Sulla scia della lotta contro il comunismo e il pericolo rosso nello stato di New York viene istituita una Commissione di inchiesta sul bolscevismo che, sotto la presidenza del senatore Lask, scatena una violenta campagna antisovietica, mentre il Congresso stanzia ben 3 milioni di dollari per estirpare il radicalismo. La lotta al movimento operaio è condotta anche da organizzazioni paramilitari, formate da veterani di guerra, come la "Legione americana". Nell'aprile del 1920 il Parlamento dello Stato di New York espelle cinque dei suoi membri perché socialisti. Un atto talmente antidemocratico da scatenare l'indignazione dell'ex presidente della Corte Suprema Charles E. Hughes: "Questo non è, secondo il mio giudizio, un governare all'americana. Considero un errore gravissimo procedere non contro individui imputati di aver violato la legge, ma contro gruppi di nostri concittadini, che abbiano unito le proprie forze in una determinata azione politica, negando loro l'unica risorsa di un governo pacifico: cioè l'azione mediante l'espressione del voto e mediante rappresentanti debitamente eletti in organi legislativi". La protesta, per quanto autorevole, non impedisce che anche altrove vengano prese misure simili.
Lotta in difesa dei soviet
Mentre le truppe sono impegnate nell'intervento per arginare la minaccia comunista, nel Paese si segnalano, tra le schiere dei lavoratori, episodi di solidarietà nei confronti dell'aggredito.
Sorta di soviet - in realtà comitati sindacali che non si ponevano come organi rivoluzionari - sono creati, sull'onda della campagna internazionale "Giù le mani dalla Russia", a Butte, Portland, Seattle e in altre città sotto la spinta dell'ala sinistra del Partito socialista e della Lega di propaganda socialista. Quest'ultima è un'organizzazione fortemente internazionalista e antimperialista che gode delle simpatie di Lenin.
Nel 1919 prende vita la Lega degli amici della Russia sovietica che si pone come obbiettivo, attraverso mezzi legali come l'appello diretto al popolo, il ritiro di tutte le truppe statunitensi dalla Russia e il riconoscimento del governo sovietico come unico e legittimo rappresentante del popolo russo. Anche un "vecchio leone" del socialismo a stelle e strisce come Eugene Debs esprime la sua simpatia nei confronti della repubblica sovietica: "Lenin è stato l'uomo richiesto dal momento, e sotto la sua coraggiosa, incorruttibile ed energica direzione, il proletariato russo ha resistito contro gli attacchi uniti di tutte le forze delle classi dominanti della terra. È questo uno spettacolo meraviglioso. Esso commuove e riscalda il cuore di ogni rivoluzionario, suscita l'ammirazione del mondo intero".

^^^^

COMPITI ED ESERCIZI:
- 1) Duplica dal brano il passo che comincia con le parole "Lotta in difesa" e si ferma dopo le parole "nei confronti dell'aggredito.".
- 2) Elenca tutte le persone che il brano nomina esplicitamente.

DATI MOSTRATI:
^^^^

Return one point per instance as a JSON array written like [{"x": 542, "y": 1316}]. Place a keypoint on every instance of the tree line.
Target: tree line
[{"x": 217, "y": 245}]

^^^^

SOLUZIONI:
- 1)
Lotta in difesa dei soviet
Mentre le truppe sono impegnate nell'intervento per arginare la minaccia comunista, nel Paese si segnalano, tra le schiere dei lavoratori, episodi di solidarietà nei confronti dell'aggredito.

- 2) Lask, Charles E. Hughes, Lenin, Eugene Debs